### ABOUT THIS TASK
Find how many lines of the listing include the string "below", and report only that figure.

### DATA SUPPLIED
BEGIN

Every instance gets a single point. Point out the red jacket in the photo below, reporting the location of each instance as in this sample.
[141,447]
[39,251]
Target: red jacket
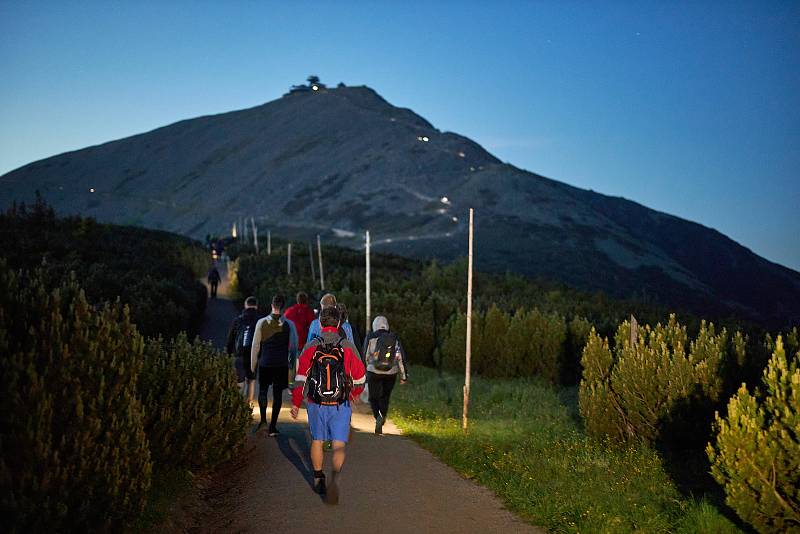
[353,366]
[302,316]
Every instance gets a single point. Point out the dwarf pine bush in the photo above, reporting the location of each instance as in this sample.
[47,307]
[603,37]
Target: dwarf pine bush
[195,415]
[74,452]
[756,457]
[636,389]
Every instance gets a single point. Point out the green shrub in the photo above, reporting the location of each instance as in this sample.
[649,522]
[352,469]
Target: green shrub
[195,415]
[634,391]
[756,457]
[74,452]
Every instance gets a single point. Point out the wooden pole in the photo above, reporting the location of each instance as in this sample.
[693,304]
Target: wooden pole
[319,254]
[369,290]
[464,417]
[311,261]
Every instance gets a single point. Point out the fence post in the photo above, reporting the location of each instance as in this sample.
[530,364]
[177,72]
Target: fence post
[464,417]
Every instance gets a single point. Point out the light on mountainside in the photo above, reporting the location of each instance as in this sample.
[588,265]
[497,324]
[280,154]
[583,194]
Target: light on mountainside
[756,457]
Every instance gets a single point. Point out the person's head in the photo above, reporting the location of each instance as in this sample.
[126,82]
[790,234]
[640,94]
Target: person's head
[329,317]
[327,301]
[380,323]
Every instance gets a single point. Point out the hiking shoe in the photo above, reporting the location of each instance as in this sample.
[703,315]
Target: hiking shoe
[332,496]
[319,485]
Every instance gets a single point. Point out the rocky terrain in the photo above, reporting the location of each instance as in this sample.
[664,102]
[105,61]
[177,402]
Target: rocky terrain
[340,161]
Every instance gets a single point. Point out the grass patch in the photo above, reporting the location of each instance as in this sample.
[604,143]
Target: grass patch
[525,443]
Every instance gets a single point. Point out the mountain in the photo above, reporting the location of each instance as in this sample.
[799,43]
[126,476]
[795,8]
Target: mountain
[338,161]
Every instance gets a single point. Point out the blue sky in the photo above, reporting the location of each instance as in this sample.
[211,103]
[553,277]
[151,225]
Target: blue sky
[691,108]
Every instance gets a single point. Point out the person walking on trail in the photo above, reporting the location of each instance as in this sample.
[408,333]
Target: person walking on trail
[301,315]
[330,376]
[213,281]
[274,347]
[240,343]
[327,301]
[385,359]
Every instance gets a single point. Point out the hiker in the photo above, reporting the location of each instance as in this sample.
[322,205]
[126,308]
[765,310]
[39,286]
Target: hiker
[327,301]
[385,359]
[301,315]
[330,376]
[213,280]
[346,328]
[274,348]
[240,342]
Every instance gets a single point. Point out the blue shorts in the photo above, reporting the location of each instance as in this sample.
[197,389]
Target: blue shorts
[329,422]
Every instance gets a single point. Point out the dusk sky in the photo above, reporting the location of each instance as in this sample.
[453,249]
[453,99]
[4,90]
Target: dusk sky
[688,108]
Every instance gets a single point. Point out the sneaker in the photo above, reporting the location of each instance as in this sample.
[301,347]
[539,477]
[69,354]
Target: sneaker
[332,496]
[319,485]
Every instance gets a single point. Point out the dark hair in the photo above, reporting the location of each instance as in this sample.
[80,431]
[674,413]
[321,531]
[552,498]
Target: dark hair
[329,317]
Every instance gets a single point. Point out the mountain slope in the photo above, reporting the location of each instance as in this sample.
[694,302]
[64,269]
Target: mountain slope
[346,159]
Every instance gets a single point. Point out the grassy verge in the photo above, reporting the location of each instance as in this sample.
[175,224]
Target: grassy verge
[525,443]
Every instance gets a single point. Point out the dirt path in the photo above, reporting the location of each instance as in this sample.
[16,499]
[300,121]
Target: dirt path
[389,484]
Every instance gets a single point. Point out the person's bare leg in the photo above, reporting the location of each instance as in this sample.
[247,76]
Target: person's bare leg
[338,455]
[317,455]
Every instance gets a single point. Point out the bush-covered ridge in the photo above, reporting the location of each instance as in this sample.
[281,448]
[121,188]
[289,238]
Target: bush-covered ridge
[155,273]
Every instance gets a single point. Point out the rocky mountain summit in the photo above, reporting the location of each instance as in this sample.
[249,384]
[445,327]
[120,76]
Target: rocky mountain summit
[338,161]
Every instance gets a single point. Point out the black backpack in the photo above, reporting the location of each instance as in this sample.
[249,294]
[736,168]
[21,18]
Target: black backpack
[327,382]
[382,356]
[244,335]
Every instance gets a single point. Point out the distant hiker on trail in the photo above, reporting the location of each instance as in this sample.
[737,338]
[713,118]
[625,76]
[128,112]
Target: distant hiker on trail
[330,376]
[301,315]
[385,359]
[327,301]
[240,342]
[213,280]
[274,348]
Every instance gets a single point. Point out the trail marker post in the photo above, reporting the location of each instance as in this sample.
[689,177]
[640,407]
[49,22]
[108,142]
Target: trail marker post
[319,254]
[369,289]
[311,261]
[464,416]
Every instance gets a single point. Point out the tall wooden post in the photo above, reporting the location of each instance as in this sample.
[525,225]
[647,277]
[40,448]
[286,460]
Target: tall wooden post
[464,417]
[319,254]
[311,261]
[369,290]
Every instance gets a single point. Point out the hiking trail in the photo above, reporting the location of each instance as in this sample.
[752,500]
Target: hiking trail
[388,484]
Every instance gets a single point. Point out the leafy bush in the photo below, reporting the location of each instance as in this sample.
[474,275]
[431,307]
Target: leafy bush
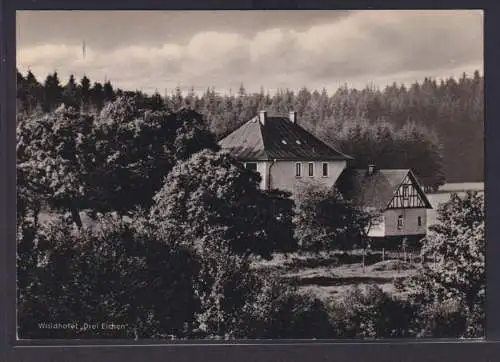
[118,273]
[212,192]
[370,313]
[279,311]
[324,220]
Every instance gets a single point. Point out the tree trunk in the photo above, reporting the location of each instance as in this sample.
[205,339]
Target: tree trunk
[76,217]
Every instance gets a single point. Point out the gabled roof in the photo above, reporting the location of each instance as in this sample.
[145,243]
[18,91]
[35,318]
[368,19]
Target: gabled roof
[278,139]
[375,190]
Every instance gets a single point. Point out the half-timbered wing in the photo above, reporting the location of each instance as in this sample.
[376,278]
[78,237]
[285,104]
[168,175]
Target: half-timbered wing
[409,195]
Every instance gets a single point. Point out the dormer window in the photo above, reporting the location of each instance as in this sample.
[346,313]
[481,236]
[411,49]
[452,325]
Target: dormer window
[401,222]
[405,191]
[311,169]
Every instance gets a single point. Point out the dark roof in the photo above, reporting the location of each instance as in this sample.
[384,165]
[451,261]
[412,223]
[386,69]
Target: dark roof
[279,139]
[375,190]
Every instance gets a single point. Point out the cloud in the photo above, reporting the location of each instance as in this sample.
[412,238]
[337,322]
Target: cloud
[365,46]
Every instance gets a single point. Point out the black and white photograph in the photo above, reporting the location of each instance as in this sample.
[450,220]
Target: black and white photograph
[250,175]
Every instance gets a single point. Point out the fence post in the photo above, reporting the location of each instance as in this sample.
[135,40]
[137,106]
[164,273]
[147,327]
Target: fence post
[364,260]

END

### EXPECTED ANSWER
2